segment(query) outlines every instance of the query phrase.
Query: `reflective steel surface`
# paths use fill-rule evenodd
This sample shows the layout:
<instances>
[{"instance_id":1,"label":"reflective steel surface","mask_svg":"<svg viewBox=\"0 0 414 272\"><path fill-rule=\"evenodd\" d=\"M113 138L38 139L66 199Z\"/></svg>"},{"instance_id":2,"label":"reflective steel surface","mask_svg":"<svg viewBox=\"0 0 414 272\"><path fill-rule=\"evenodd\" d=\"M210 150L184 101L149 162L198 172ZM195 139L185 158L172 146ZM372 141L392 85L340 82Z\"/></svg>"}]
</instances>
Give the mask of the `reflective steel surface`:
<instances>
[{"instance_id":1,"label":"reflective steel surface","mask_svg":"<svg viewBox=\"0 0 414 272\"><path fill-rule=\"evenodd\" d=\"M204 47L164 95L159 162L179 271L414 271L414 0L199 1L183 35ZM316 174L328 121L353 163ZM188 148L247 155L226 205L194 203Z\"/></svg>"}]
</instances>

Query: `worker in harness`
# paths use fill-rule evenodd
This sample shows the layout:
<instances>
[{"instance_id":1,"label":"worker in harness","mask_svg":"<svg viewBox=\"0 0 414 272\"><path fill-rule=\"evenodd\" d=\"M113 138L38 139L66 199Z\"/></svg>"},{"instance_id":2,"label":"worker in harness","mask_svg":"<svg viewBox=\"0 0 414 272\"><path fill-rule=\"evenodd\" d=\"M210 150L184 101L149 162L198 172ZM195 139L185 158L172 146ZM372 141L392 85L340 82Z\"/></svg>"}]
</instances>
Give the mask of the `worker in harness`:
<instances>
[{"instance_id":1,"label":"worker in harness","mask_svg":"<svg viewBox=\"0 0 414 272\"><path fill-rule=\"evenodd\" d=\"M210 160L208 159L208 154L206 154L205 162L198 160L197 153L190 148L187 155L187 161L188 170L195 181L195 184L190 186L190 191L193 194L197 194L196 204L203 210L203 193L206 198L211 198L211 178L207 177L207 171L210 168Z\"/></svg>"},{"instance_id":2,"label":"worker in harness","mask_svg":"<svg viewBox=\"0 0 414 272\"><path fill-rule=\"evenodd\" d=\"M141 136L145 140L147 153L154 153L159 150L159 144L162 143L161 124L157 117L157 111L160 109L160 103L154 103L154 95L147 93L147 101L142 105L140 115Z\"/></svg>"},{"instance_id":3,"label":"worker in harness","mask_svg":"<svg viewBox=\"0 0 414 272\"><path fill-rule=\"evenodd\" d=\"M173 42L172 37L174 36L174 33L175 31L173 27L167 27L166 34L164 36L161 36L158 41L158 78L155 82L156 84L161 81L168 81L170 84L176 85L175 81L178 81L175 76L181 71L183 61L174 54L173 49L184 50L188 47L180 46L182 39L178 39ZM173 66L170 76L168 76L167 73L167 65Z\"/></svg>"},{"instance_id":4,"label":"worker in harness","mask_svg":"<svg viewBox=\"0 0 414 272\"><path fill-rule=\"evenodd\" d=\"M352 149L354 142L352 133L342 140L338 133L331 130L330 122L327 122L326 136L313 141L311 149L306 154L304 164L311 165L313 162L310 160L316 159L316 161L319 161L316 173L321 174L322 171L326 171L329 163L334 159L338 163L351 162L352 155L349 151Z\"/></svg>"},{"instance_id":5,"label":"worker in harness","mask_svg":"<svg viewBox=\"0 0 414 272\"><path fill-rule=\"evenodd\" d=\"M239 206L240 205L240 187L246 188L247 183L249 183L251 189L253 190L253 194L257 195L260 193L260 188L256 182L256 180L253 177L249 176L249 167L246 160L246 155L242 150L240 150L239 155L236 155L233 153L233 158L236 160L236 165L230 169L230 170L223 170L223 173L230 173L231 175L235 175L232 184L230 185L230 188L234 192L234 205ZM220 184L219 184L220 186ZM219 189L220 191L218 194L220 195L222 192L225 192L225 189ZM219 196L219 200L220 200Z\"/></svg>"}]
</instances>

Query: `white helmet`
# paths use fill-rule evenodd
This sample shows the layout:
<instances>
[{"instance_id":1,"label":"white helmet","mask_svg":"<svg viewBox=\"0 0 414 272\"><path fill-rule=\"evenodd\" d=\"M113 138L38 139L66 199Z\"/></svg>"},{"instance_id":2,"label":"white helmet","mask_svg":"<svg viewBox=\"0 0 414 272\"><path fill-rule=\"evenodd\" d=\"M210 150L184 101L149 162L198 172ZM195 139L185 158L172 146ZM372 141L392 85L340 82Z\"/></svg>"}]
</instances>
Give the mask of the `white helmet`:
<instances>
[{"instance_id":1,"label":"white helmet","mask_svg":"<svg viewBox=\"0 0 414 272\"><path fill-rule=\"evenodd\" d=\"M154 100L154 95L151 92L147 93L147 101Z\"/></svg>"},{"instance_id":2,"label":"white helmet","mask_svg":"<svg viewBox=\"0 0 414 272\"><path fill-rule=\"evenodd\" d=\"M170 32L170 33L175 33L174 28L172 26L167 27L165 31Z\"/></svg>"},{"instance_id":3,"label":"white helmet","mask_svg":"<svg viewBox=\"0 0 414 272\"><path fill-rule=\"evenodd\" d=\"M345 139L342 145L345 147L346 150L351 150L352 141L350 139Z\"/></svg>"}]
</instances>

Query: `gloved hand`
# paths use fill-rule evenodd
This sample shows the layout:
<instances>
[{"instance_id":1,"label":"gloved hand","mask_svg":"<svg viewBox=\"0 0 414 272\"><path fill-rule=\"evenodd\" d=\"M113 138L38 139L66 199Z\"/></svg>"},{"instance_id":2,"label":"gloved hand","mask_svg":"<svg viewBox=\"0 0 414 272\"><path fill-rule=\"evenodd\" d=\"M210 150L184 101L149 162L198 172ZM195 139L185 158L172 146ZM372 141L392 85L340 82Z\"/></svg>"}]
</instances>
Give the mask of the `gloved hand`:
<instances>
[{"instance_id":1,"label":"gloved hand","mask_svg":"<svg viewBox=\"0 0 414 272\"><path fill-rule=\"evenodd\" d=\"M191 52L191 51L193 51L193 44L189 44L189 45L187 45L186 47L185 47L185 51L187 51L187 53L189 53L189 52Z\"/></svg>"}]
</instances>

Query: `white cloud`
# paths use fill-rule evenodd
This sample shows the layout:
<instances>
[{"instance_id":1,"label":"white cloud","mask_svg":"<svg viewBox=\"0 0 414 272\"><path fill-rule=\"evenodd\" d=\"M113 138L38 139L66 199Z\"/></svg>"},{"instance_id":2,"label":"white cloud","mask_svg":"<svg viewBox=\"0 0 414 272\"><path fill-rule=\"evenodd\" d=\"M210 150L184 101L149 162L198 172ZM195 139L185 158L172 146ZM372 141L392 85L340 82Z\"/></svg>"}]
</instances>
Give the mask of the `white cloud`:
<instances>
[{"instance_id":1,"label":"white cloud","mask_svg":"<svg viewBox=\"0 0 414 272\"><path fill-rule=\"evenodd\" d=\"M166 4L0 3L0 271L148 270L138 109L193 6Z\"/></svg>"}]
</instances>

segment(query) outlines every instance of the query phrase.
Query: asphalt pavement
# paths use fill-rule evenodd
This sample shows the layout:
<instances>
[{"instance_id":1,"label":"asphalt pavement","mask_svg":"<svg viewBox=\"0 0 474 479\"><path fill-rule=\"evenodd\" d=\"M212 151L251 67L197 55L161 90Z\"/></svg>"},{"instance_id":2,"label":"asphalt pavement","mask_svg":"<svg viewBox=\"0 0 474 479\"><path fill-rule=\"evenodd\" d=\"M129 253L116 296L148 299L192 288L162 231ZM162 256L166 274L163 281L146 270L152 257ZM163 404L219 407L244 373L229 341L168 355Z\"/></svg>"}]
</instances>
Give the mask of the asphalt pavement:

====

> [Goal]: Collect every line of the data that contains the word "pavement" and copy each one.

> [Written answer]:
Query: asphalt pavement
[{"instance_id":1,"label":"asphalt pavement","mask_svg":"<svg viewBox=\"0 0 474 479\"><path fill-rule=\"evenodd\" d=\"M212 151L251 67L197 55L161 90Z\"/></svg>"},{"instance_id":2,"label":"asphalt pavement","mask_svg":"<svg viewBox=\"0 0 474 479\"><path fill-rule=\"evenodd\" d=\"M129 253L116 296L148 299L192 288L162 231ZM162 256L166 274L163 281L146 270L152 257ZM163 404L219 407L244 373L229 341L168 355Z\"/></svg>"}]
Give the mask of the asphalt pavement:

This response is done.